Work to be completed:
Reproduce the material below with "field survey record" substituted for each occurrence of "scouting survey record", keeping every other character the same.

## start

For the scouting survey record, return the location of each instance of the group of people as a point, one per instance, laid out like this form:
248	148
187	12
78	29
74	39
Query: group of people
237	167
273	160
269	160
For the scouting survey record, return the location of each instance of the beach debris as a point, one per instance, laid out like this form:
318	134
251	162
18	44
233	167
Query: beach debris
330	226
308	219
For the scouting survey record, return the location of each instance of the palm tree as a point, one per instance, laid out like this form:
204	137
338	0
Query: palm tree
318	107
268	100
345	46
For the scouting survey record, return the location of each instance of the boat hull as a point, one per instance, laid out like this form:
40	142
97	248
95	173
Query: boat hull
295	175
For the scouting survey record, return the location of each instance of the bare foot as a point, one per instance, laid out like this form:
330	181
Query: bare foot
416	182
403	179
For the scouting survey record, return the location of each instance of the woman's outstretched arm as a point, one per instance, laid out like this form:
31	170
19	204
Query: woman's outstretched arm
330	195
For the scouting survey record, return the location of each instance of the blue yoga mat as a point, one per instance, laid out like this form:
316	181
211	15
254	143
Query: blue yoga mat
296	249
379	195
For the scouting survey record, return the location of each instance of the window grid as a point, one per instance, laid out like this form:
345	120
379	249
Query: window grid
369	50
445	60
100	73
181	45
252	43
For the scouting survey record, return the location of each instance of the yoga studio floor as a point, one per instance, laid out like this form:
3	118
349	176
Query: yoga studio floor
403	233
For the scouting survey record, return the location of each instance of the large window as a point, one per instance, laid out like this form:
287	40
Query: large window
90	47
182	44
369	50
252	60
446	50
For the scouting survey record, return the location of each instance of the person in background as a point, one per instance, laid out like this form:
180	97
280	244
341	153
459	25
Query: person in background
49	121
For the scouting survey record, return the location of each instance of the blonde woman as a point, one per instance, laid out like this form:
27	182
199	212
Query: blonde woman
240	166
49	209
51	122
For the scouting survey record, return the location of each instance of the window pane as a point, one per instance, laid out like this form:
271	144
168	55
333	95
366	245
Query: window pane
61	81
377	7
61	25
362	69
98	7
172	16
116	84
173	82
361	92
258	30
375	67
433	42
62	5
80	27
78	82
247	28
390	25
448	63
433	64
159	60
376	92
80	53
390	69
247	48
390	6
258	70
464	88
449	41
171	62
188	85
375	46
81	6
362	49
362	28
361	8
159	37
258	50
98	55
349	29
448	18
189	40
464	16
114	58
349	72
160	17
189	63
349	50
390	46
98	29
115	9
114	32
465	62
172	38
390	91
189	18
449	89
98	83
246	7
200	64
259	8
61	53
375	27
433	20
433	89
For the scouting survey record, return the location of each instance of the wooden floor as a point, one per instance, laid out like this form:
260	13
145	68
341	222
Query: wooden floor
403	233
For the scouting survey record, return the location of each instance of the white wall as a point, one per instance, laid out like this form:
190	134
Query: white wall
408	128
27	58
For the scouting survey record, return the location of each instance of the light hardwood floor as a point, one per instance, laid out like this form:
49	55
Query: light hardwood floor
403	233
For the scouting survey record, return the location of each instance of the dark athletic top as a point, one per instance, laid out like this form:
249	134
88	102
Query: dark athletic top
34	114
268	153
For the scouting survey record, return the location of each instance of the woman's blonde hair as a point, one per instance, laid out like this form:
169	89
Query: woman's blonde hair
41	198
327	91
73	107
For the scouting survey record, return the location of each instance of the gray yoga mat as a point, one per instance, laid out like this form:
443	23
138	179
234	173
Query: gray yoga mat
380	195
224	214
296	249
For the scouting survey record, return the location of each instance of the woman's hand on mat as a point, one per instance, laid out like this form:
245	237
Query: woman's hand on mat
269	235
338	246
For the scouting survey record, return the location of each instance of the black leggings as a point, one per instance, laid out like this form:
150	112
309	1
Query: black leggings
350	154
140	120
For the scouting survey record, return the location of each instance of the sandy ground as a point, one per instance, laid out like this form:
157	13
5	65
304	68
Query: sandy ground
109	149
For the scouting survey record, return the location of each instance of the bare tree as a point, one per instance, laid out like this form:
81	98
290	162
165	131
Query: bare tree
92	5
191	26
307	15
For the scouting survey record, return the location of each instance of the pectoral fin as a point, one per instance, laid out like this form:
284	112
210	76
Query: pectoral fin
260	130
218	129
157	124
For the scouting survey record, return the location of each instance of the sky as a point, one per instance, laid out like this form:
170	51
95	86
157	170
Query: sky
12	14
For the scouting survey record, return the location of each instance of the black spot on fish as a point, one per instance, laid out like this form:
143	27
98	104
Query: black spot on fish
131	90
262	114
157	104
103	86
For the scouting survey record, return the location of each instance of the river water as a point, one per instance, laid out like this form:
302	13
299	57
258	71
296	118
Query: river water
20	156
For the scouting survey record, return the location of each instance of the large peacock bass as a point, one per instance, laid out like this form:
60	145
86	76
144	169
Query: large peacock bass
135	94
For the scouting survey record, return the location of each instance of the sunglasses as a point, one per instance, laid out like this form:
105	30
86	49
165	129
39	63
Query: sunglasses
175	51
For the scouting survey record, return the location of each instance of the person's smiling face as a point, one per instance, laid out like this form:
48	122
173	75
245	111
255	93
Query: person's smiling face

## end

Written answer:
For the field survey record, return the location of each instance of the group of people as a point, one per instance, laid out like this form:
248	148
187	12
78	29
74	39
Query: group of people
237	167
273	160
269	160
For the field survey record, return the location of each instance of the beach debris as a point, one per instance, laid out like this form:
318	134
251	162
18	44
233	167
Query: beach debris
330	226
308	219
For the field survey record, return the location of each instance of the palm tree as a point, one per instance, laid out like this form:
204	137
338	0
Query: palm tree
318	107
268	100
345	46
For the field survey record, return the location of each instance of the boat hull as a point, one per instance, laid out like this form:
40	142
97	248
95	173
Query: boat hull
295	175
For the field survey record, return the location of each instance of the bare foot as a point, one per instance, laid out like this form:
330	181
Query: bare foot
416	182
403	179
For the field survey record, return the location of each instance of the woman's outstretched arm as a point, one per instance, laid out like this form:
31	170
19	204
Query: woman's outstretched arm
330	195
For the field survey record, return the location of each instance of the blue yoga mat as a point, one per instance, laid out like this form:
316	181
211	15
254	143
Query: blue yoga mat
296	249
379	195
For the field survey record, return the location of each instance of the window grid as a point, one per instance, laid out like this form:
345	120
379	249
Query: window grid
369	50
445	60
100	73
181	45
252	43
For the field survey record, return the location of each instance of the yoga studio floor as a point, one per instance, laid out like this form:
3	118
349	176
Query: yoga studio floor
403	233
For the field survey record, return the location of each instance of the large window as a point, one per instance, laid out like this form:
287	40
Query: large window
90	47
182	44
369	50
252	60
446	50
For the field survey record, return the location of each instance of the person in background as a point, one per instance, laid out like this form:
180	97
280	244
341	153
459	25
Query: person in background
49	121
For the field survey record, return the location of each instance of the blonde woman as a point, one per instance, laid out like this form:
27	182
199	212
Query: blonde woman
240	166
49	209
51	122
For the field survey record, return the location of each instance of the window pane as a point, one per instance, laid out like this form:
271	144
168	55
333	95
366	245
Query: window pane
61	81
377	7
61	25
362	69
98	7
172	16
116	84
173	82
361	92
258	30
375	67
433	42
62	5
80	27
78	82
247	28
390	25
448	63
433	64
159	60
376	92
80	53
390	69
247	48
390	6
258	70
464	88
449	41
171	62
188	85
375	46
81	6
362	49
362	28
361	8
159	37
258	50
98	55
349	29
448	18
189	40
464	16
114	58
349	72
160	17
189	63
349	50
390	46
98	29
115	9
114	32
465	62
172	38
390	91
189	18
449	89
98	83
246	7
200	64
259	8
61	53
375	27
433	20
433	89
For the field survey record, return the location of each instance of the wooden floor as a point, one per instance, laid out like this form:
260	13
145	68
341	222
Query: wooden floor
403	233
For the field survey record, return the location of each instance of the white wall as a point, one per instance, laid out like this form:
190	134
Query: white wall
408	128
27	58
For the field survey record, return the location of each instance of the light hardwood floor as a point, one per instance, laid out like this form:
49	55
Query: light hardwood floor
403	233
For the field survey record, return the location of each instance of the dark athletic top as a point, one per instance, laid out like this form:
249	134
88	102
Query: dark athletic top
34	114
268	153
For the field survey record, return the location of each instance of the woman's blonde hair as a point, one per instance, laid out like this form:
169	89
Query: woman's blonde hair
41	198
327	91
73	107
For the field survey record, return the location of each instance of the gray yoga mat as a point, one per instance, laid out like this form:
443	23
138	179
234	173
Query: gray yoga mat
380	195
224	214
296	249
For the field survey record, return the location of each instance of the woman's hand on mat as a point, one per instance, laid out like this form:
245	237
Query: woman's hand on mat
269	235
338	246
For the field survey record, return the location of each instance of the black leggings as a point, one per instance, laid out like this form:
150	112
309	1
Query: black leggings
350	154
140	120
For the field survey record, return the location of each instance of the sandy ground as a point, one per instance, laid out like this form:
157	13
5	65
304	68
Query: sandy ground
109	149
For the field survey record, return the location of each instance of the bare tree as a point, one per instance, laid out like this form:
81	98
290	162
165	131
Query: bare tree
92	5
191	26
307	15
For the field survey record, return the location of each instance of the pectoral fin as a point, one per instance, laid out like this form:
284	112
210	76
Query: pectoral fin
260	130
218	129
157	124
For the field survey record, return the location of each instance of the sky as a point, one per instance, laid out like this form:
170	51
95	86
157	170
Query: sky
12	14
For the field survey record, return the location of each instance of the black spot on fish as a point, one per instance, laid out like this form:
143	27
98	104
Query: black spot on fish
131	90
262	114
157	104
103	86
For the field survey record, return the location of each instance of the river water as a point, one per instance, laid out like this form:
302	13
299	57
258	71
296	118
Query: river water
20	156
For the field survey record, return the location of each instance of the large peacock bass as a point, one per instance, laid out like this form:
60	145
86	76
144	169
Query: large peacock bass
135	94
For the field survey record, return the location of each instance of the sunglasses as a point, one per instance, laid out like this form:
105	30
86	49
165	129
39	63
Query: sunglasses
175	51
For the field survey record, return the location of each instance of the person's smiling face as a point, one per instance, laid out like this form:
48	122
173	75
245	111
255	93
Query: person's smiling face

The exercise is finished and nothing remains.